Reproduce every line of the records below verbatim, from the first record to the last, leaving out the pictures.

Start of Records provided

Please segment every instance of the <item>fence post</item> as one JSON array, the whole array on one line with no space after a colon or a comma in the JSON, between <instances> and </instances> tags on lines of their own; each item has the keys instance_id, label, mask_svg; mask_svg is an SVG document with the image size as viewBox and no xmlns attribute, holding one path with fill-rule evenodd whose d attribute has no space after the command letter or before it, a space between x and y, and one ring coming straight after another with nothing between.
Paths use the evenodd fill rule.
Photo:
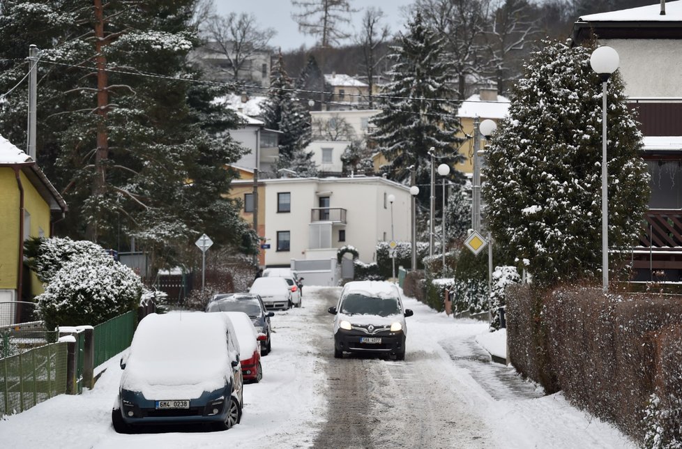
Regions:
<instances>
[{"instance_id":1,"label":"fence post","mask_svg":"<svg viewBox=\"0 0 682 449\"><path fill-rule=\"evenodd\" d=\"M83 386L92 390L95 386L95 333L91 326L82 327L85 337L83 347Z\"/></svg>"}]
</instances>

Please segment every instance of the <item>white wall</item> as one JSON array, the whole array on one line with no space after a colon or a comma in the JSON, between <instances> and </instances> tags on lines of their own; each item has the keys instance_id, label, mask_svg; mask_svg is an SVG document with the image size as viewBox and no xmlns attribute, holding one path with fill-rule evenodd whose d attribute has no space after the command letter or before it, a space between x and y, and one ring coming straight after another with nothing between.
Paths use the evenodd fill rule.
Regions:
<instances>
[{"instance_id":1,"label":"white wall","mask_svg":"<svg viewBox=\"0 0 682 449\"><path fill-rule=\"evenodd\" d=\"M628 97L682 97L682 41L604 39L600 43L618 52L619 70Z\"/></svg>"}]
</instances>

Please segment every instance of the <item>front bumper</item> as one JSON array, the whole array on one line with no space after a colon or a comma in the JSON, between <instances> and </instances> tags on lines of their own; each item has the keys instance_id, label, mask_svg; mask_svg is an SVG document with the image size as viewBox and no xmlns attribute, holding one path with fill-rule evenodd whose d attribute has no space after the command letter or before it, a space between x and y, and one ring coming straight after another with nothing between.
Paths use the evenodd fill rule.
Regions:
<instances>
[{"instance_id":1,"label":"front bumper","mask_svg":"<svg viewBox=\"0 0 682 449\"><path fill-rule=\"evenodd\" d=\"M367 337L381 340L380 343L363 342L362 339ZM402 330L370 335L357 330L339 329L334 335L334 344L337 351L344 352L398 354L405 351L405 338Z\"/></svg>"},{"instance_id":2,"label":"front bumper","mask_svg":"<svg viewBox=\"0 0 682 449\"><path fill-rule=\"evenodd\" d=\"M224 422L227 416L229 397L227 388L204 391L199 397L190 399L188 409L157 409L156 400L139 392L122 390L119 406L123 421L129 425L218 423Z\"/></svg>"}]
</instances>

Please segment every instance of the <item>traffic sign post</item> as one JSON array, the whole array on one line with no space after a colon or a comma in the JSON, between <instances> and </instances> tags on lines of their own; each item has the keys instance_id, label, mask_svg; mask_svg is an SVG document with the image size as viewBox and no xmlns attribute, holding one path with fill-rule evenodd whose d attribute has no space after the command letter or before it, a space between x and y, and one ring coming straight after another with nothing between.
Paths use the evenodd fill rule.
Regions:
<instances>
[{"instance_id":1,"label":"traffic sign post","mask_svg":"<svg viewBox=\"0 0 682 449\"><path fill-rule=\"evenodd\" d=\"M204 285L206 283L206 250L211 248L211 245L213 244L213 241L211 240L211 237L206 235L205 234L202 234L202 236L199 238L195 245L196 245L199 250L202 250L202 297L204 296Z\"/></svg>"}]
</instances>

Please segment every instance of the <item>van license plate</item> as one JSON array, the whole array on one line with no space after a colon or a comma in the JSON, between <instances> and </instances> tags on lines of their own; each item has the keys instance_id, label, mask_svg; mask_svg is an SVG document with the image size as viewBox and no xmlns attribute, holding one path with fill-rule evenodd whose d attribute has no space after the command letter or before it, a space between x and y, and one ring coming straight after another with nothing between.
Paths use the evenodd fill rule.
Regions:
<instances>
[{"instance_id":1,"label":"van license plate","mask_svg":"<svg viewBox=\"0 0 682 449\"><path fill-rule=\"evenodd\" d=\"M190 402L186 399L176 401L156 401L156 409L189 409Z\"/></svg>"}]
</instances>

End of Records provided

Response for this exercise:
Please segment every instance of the <item>fence post</item> as one JSON array, the whole array on one line with no space after a colon or a comma in the JSON, between <instances> and </instances> tags on lines of their own; each item has the keys instance_id, label, mask_svg; mask_svg is an SVG document with the image size as viewBox and no xmlns attribute, holding one path with fill-rule evenodd whose d attribute has no space after the command letter or before it, a space between x and y, and one ring coming straight after another with nothing between.
Paths use the evenodd fill rule.
Photo:
Regions:
<instances>
[{"instance_id":1,"label":"fence post","mask_svg":"<svg viewBox=\"0 0 682 449\"><path fill-rule=\"evenodd\" d=\"M83 386L92 390L95 386L95 333L91 326L82 327L85 337L83 347Z\"/></svg>"}]
</instances>

Please segment every instance of the <item>white wall</item> as one JSON array, the whole array on one line with no space after a colon or a comma in the JSON, between <instances> and </instances> tags on lines of their own; each item has the keys instance_id, label, mask_svg; mask_svg is an SVG document with the image size as viewBox and no xmlns attribute, holding one path with fill-rule evenodd whose d attribute has no space after the command letter or before it, a space between x and y, and one ring coming straight after another with nothing between.
Paths use the evenodd fill rule.
Regions:
<instances>
[{"instance_id":1,"label":"white wall","mask_svg":"<svg viewBox=\"0 0 682 449\"><path fill-rule=\"evenodd\" d=\"M628 97L682 97L682 41L604 39L600 43L618 52L619 70Z\"/></svg>"}]
</instances>

Please segment every instance of the <item>front bumper</item> as one JSON array, the whole array on one line with no space after a colon or a comma in the JSON, between <instances> and </instances> tags on lines of their own; each item has the keys instance_id, label, mask_svg; mask_svg is an SVG document with the image size as viewBox and no xmlns attribute, holding one path with fill-rule evenodd whose d attribute has no space after the command letter or before it, a space between x and y, and one ring coming straight after another with nothing between.
Paths use the evenodd fill rule.
Regions:
<instances>
[{"instance_id":1,"label":"front bumper","mask_svg":"<svg viewBox=\"0 0 682 449\"><path fill-rule=\"evenodd\" d=\"M367 337L381 340L380 343L363 342L362 339ZM402 330L370 335L357 330L339 329L334 335L334 344L337 351L344 352L398 354L405 351L405 338Z\"/></svg>"},{"instance_id":2,"label":"front bumper","mask_svg":"<svg viewBox=\"0 0 682 449\"><path fill-rule=\"evenodd\" d=\"M224 422L227 416L229 397L227 388L204 391L199 397L190 399L188 409L157 409L156 400L139 392L122 390L119 406L123 421L129 425L218 423Z\"/></svg>"}]
</instances>

Please segment every instance of the <item>traffic sign post</item> as one JSON array, the whole array on one line with no space after a colon or a comma in the JSON, between <instances> and </instances> tags on lines of their own; each item has the keys instance_id, label, mask_svg; mask_svg is an SVG document with the image size as viewBox and no xmlns attribute, holding one path with fill-rule evenodd whose d attribute has no space after the command letter or before it, a space between x and y, and one ring coming straight after another with nothing between.
Paths use the evenodd fill rule.
Regions:
<instances>
[{"instance_id":1,"label":"traffic sign post","mask_svg":"<svg viewBox=\"0 0 682 449\"><path fill-rule=\"evenodd\" d=\"M204 285L206 283L206 250L211 248L211 245L213 244L213 241L211 240L211 237L206 235L205 234L202 234L202 236L199 238L195 245L196 245L199 250L202 250L202 297L204 296Z\"/></svg>"}]
</instances>

Please segment every instance of the <item>van license plate</item> as one JSON array, the whole array on one line with no space after a colon or a comma in the JSON, between <instances> and </instances> tags on lines of their own; each item has the keys instance_id, label, mask_svg; mask_svg is an SVG document with the image size as viewBox and no xmlns attribute, holding one path with fill-rule evenodd whose d attribute has no space after the command letter or before it, a space between x and y, and one ring coming straight after another with nothing between.
Paths use the evenodd fill rule.
Regions:
<instances>
[{"instance_id":1,"label":"van license plate","mask_svg":"<svg viewBox=\"0 0 682 449\"><path fill-rule=\"evenodd\" d=\"M190 402L186 399L176 401L156 401L156 409L189 409Z\"/></svg>"}]
</instances>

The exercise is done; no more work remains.